Hirschsprung is more common in boys. Other factors that may increase your child's chance of Hirschsprung include:
- Family members with the disease
- Presence of Down Syndrome
- Presence of other birth defects
Symptoms often show soon after birth. Hirschsprung that is less serious may be noticed until later in life.
Symptoms found in newborns include:
- Failure to have a bowel movement within the first 48 hours of life
- Vomiting after eating
- Swelling of abdomen
Symptoms found in young children include:
Symptoms found in teenagers include:
- Severe constipation for most of their lives
Hirschsprung disease is often diagnosed when an infant fails to have a bowel movement within 48 hours of birth. In older children, the doctor will ask about your child's symptoms and medical history. A physical exam will be done.
To help confirm the diagnosis, the doctor may order
- An x-ray will special dye to show the narrowed area of the colon to
- Biopsy of bowel tissue to look for missing nerve tissue.
- Anorectal manometry—test that challenge muscles in the rectum, more common test for older children.
Hirschsprung needs to be treated with surgery. The earlier the treatment is done, the better the outcome may be.
────────
Task to carry out:
Reproduce the text on Hirschsprung disease in full, word for word.

Provided material:
────────
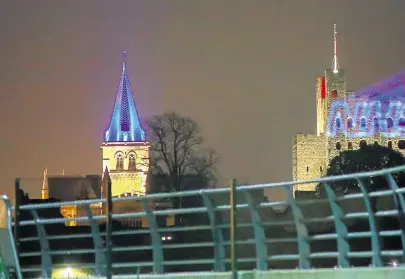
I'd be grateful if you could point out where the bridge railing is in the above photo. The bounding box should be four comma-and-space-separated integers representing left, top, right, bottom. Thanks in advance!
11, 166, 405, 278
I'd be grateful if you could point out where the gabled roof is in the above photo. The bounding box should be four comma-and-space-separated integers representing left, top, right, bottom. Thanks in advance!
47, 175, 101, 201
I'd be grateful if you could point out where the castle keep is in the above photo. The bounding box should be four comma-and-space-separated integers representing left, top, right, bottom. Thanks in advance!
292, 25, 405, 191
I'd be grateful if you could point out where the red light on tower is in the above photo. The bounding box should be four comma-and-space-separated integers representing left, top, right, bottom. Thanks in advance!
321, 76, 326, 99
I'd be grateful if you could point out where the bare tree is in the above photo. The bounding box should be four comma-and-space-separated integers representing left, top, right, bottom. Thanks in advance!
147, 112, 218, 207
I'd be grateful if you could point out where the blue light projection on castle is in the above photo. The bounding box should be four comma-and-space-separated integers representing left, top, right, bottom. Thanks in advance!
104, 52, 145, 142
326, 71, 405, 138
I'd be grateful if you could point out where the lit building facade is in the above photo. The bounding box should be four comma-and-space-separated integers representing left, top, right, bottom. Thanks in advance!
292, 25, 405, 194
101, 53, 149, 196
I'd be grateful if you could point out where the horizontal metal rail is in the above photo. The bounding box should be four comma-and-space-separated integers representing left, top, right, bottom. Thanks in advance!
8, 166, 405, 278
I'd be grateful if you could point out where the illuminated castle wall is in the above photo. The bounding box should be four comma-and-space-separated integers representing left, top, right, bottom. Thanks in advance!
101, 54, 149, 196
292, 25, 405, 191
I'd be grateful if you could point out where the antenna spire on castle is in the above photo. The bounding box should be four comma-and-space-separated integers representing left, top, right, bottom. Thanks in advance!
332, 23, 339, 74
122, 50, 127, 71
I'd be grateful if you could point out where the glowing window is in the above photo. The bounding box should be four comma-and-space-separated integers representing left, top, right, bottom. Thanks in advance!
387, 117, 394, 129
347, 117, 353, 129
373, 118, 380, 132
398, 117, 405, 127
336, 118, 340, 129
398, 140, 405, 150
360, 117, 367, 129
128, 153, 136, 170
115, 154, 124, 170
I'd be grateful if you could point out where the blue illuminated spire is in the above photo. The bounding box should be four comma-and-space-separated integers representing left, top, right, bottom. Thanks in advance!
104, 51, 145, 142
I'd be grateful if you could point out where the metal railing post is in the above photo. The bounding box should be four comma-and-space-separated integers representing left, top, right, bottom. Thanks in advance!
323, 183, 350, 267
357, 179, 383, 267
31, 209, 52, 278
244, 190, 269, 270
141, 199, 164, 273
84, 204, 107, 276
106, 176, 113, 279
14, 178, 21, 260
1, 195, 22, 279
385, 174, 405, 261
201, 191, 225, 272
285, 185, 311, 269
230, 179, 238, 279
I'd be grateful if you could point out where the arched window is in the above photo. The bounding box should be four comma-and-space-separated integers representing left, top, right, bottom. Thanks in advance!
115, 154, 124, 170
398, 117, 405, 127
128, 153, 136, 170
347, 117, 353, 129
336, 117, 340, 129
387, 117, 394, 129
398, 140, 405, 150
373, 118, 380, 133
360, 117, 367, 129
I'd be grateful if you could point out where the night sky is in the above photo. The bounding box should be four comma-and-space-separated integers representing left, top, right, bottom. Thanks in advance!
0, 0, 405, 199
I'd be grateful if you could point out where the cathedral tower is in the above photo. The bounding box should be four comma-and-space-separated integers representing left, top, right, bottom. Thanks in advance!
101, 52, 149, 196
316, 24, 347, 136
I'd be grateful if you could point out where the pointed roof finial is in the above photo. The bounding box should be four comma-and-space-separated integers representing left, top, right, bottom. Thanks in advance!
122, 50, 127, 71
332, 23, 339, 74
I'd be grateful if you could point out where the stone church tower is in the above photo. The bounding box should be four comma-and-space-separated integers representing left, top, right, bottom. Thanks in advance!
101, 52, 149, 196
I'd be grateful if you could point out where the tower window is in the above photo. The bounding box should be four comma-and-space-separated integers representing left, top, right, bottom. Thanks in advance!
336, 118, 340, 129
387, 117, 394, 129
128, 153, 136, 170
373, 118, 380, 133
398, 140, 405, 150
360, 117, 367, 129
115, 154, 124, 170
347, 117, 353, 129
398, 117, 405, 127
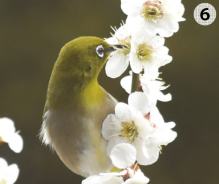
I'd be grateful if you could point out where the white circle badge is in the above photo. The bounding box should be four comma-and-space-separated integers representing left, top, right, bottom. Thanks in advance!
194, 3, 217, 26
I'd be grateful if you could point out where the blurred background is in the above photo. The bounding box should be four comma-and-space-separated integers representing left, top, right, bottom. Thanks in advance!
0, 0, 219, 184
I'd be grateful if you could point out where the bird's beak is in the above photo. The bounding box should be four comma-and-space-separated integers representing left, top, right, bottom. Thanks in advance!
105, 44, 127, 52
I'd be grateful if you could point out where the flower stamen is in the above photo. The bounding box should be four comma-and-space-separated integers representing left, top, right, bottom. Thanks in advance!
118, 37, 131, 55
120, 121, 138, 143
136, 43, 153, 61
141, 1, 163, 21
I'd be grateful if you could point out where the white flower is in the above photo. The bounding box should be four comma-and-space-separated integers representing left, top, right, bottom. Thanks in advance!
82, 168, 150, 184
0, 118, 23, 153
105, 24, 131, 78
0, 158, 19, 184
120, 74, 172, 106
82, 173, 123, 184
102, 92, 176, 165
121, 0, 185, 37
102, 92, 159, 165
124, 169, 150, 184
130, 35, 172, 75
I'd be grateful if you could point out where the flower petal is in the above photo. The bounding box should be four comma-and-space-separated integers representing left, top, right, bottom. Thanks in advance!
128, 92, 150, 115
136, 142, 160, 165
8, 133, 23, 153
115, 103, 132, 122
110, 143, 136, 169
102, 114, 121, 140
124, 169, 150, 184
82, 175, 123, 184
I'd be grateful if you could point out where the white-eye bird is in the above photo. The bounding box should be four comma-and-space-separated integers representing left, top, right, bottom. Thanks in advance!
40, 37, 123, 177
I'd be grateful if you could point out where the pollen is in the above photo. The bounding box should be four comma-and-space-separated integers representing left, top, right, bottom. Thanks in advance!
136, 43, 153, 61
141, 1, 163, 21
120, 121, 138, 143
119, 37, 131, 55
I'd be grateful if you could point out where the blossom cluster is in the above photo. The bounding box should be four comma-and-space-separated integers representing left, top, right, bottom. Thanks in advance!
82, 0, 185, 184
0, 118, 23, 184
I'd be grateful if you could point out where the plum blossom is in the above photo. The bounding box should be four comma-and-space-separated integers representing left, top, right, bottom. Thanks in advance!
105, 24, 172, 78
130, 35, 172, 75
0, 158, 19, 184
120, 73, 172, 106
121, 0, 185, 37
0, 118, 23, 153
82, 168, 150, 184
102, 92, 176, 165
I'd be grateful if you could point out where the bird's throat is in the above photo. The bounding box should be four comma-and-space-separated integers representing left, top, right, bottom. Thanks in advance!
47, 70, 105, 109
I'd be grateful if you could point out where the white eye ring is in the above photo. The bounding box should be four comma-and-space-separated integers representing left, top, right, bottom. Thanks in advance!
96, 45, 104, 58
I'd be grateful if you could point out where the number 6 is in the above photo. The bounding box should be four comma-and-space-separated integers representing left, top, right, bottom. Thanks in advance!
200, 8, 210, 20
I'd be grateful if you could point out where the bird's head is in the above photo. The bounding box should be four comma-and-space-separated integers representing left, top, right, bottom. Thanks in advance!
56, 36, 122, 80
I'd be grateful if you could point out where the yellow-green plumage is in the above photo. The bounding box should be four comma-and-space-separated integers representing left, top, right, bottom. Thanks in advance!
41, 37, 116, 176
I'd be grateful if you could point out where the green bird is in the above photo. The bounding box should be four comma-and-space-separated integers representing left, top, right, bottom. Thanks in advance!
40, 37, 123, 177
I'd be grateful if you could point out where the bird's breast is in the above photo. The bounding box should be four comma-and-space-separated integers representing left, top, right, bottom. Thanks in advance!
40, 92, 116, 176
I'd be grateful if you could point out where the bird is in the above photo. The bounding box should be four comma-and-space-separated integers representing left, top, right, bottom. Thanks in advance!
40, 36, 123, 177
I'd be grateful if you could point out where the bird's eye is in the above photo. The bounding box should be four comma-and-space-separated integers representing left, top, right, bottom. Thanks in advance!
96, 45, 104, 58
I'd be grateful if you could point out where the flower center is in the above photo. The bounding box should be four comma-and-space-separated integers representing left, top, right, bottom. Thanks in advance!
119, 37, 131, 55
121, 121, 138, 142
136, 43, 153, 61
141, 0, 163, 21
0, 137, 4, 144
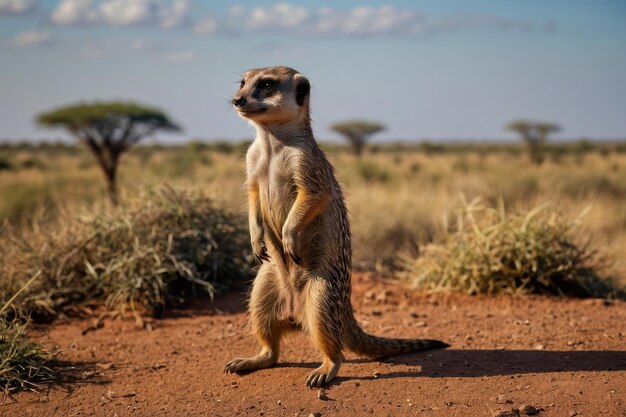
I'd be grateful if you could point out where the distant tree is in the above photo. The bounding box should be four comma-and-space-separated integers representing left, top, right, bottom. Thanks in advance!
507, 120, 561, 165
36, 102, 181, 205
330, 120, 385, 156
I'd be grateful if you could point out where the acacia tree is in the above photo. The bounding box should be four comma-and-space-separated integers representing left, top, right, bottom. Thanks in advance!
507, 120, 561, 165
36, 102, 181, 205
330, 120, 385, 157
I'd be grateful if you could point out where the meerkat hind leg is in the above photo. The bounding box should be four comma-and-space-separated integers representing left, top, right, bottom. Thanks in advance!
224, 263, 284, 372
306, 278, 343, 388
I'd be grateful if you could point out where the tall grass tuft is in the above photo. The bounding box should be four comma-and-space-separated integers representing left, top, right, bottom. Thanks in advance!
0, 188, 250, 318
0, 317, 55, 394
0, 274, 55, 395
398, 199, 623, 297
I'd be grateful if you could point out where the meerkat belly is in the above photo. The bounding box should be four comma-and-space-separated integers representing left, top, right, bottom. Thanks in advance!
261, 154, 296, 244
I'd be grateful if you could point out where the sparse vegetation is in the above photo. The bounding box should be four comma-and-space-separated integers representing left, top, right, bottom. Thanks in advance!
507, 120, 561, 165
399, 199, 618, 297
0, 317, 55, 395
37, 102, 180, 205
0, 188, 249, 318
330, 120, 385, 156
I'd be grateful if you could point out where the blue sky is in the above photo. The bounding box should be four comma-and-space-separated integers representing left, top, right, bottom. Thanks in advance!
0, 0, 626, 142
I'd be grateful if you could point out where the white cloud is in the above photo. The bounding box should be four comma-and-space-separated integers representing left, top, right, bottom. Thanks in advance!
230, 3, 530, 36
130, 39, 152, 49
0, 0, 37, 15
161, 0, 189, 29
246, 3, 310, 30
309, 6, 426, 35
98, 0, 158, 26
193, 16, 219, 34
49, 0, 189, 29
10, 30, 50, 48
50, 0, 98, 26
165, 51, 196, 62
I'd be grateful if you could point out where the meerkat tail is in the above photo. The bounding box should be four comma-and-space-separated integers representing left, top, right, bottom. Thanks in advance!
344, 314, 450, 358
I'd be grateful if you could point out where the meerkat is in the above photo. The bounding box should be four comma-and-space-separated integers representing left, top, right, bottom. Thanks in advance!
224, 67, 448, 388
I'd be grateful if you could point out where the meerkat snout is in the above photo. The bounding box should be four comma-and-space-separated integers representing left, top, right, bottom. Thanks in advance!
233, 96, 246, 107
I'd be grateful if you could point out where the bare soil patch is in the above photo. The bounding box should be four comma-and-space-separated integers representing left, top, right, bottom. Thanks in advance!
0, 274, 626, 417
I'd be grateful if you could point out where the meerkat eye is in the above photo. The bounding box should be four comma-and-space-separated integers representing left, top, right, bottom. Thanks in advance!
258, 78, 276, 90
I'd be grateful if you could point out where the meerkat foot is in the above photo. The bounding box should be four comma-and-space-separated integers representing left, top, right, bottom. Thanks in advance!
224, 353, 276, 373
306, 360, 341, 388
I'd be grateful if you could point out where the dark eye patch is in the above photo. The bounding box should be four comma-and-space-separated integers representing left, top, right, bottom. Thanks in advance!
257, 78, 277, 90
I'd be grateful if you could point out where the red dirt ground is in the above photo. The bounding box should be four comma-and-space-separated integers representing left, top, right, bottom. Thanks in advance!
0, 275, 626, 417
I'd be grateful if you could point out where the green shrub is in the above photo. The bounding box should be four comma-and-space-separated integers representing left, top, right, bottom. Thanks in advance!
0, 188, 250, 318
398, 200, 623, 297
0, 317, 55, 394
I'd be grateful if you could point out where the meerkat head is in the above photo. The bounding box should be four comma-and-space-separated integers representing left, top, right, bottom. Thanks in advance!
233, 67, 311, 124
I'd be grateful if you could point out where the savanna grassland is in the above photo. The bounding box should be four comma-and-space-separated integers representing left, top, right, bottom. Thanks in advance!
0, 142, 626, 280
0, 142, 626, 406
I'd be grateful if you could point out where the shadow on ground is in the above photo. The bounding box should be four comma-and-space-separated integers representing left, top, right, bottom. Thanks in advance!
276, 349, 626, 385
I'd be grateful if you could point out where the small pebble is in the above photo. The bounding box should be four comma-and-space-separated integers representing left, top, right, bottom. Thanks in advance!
────────
Response:
Hirschsprung is more common in boys. Other factors that may increase your child's chance of Hirschsprung include:
- Family members with the disease
- Presence of Down Syndrome
- Presence of other birth defects
Symptoms often show soon after birth. Hirschsprung that is less serious may be noticed until later in life.
Symptoms found in newborns include:
- Failure to have a bowel movement within the first 48 hours of life
- Vomiting after eating
- Swelling of abdomen
Symptoms found in young children include:
Symptoms found in teenagers include:
- Severe constipation for most of their lives
Hirschsprung disease is often diagnosed when an infant fails to have a bowel movement within 48 hours of birth. In older children, the doctor will ask about your child's symptoms and medical history. A physical exam will be done.
To help confirm the diagnosis, the doctor may order
- An x-ray will special dye to show the narrowed area of the colon to
- Biopsy of bowel tissue to look for missing nerve tissue.
- Anorectal manometry—test that challenge muscles in the rectum, more common test for older children.
Hirschsprung needs to be treated with surgery. The earlier the treatment is done, the better the outcome may be.